=== What the task requires ===
Identify every line in the records that contains the word "sailboat" and copy each such line in full.

=== Dataset content ===
* * * * * * *
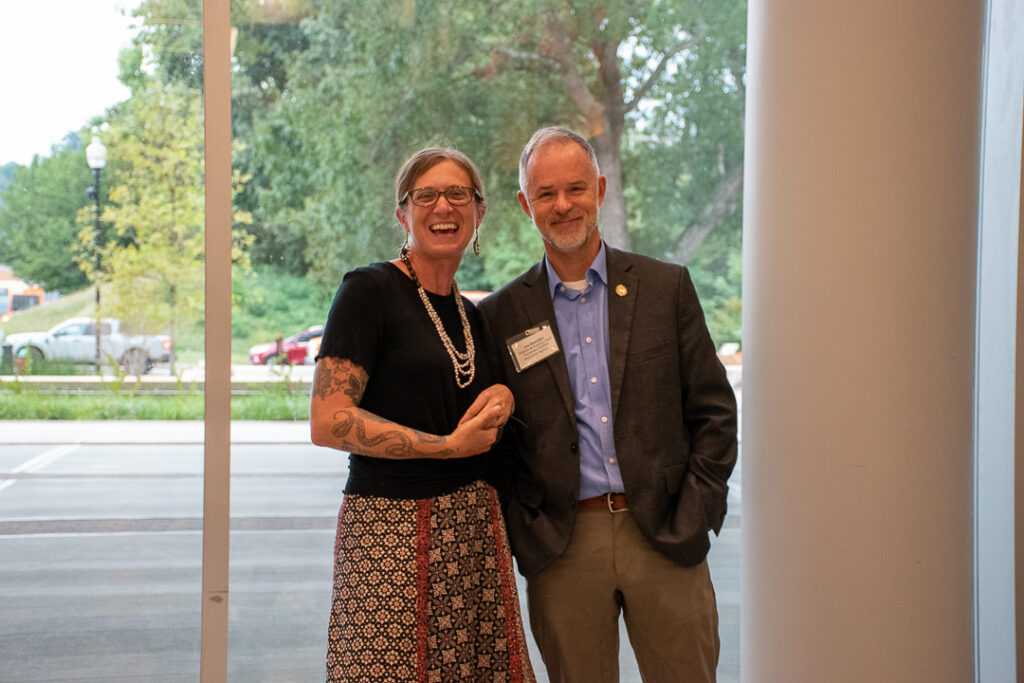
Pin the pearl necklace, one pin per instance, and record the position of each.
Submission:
(463, 364)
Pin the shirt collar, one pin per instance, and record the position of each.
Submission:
(598, 268)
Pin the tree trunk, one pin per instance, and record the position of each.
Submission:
(723, 203)
(613, 226)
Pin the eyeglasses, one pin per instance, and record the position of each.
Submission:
(427, 197)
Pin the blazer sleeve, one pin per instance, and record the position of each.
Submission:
(709, 406)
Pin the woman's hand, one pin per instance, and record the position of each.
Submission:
(476, 434)
(496, 400)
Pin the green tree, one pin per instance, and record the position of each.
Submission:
(38, 232)
(153, 264)
(656, 86)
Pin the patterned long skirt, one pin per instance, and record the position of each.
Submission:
(424, 591)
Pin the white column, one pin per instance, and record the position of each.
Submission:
(860, 247)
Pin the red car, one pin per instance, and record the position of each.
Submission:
(293, 349)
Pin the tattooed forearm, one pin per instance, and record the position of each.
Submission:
(332, 376)
(350, 429)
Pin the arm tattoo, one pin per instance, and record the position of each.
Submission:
(332, 376)
(350, 428)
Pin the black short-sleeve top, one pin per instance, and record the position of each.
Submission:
(379, 322)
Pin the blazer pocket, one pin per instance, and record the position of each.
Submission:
(674, 475)
(530, 493)
(657, 351)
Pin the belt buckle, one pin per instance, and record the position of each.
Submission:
(607, 499)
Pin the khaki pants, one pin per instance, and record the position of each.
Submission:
(670, 610)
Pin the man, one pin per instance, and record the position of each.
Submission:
(626, 439)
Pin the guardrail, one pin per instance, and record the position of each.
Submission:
(147, 384)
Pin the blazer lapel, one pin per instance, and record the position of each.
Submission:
(623, 286)
(538, 306)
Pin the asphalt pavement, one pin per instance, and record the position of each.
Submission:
(100, 554)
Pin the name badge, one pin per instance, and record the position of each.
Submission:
(530, 346)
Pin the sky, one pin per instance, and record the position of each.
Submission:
(58, 68)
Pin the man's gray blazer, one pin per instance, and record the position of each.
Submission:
(674, 414)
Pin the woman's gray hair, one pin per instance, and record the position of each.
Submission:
(552, 134)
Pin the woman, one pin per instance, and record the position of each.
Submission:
(423, 586)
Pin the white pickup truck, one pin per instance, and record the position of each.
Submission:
(75, 340)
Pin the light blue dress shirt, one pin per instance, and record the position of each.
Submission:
(583, 327)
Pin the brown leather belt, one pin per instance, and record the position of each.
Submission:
(609, 502)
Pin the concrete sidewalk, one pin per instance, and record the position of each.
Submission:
(31, 432)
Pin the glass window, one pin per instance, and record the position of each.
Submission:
(100, 481)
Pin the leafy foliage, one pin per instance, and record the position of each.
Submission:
(153, 265)
(330, 96)
(37, 216)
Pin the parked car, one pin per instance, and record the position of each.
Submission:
(312, 348)
(292, 349)
(75, 340)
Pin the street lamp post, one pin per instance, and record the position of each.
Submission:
(95, 155)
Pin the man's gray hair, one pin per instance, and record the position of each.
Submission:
(552, 134)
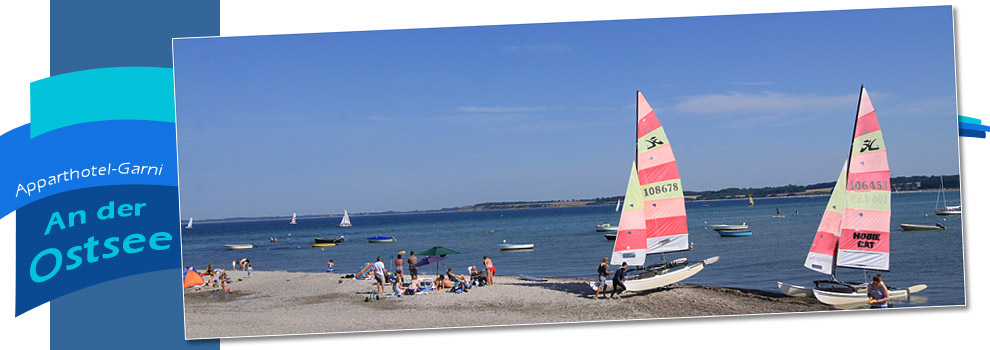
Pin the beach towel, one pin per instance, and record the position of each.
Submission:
(192, 279)
(363, 272)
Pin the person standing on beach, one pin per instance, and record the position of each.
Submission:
(489, 271)
(414, 272)
(602, 278)
(398, 269)
(617, 282)
(379, 268)
(878, 293)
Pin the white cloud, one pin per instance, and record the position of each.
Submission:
(766, 102)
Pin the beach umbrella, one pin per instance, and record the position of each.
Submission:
(437, 251)
(430, 260)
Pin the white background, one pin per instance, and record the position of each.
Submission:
(25, 58)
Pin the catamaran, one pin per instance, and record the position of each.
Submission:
(946, 209)
(855, 228)
(346, 220)
(653, 219)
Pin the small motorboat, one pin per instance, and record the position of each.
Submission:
(730, 227)
(606, 228)
(917, 227)
(329, 240)
(735, 233)
(514, 246)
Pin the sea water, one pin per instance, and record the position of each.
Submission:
(566, 244)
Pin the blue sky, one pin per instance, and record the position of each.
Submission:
(432, 118)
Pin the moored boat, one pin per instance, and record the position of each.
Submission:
(241, 246)
(735, 233)
(346, 220)
(515, 246)
(606, 228)
(919, 227)
(329, 240)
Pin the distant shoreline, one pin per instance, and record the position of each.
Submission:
(516, 206)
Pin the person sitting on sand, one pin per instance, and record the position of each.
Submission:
(453, 277)
(379, 268)
(398, 269)
(412, 261)
(443, 283)
(489, 271)
(602, 277)
(618, 279)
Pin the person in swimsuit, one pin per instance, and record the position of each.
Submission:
(602, 278)
(414, 272)
(618, 279)
(878, 293)
(398, 269)
(489, 271)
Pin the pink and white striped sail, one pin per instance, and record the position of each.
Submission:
(821, 256)
(660, 183)
(630, 239)
(864, 240)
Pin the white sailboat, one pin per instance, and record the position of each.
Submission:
(946, 209)
(346, 220)
(653, 219)
(855, 228)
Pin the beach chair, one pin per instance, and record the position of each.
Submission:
(363, 273)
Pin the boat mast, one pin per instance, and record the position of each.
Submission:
(852, 145)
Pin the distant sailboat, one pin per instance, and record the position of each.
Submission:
(855, 229)
(345, 221)
(946, 209)
(653, 220)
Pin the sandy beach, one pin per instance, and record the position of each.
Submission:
(279, 302)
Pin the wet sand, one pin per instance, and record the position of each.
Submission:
(279, 302)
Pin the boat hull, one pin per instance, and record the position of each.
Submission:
(735, 233)
(795, 291)
(913, 227)
(729, 227)
(835, 298)
(658, 280)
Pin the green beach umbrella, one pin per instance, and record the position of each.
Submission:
(437, 251)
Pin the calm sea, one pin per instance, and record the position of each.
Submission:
(568, 246)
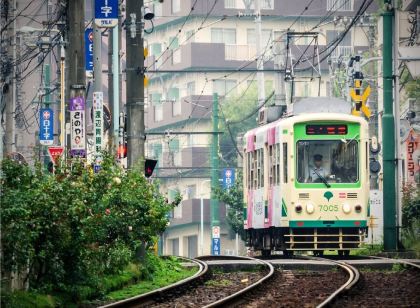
* * * * * * *
=== Answer for this exercise ===
Pin the white sailboat, one pin per instance, and record the position of each.
Pin the distant sailboat, one pin per instance, and record the position of each.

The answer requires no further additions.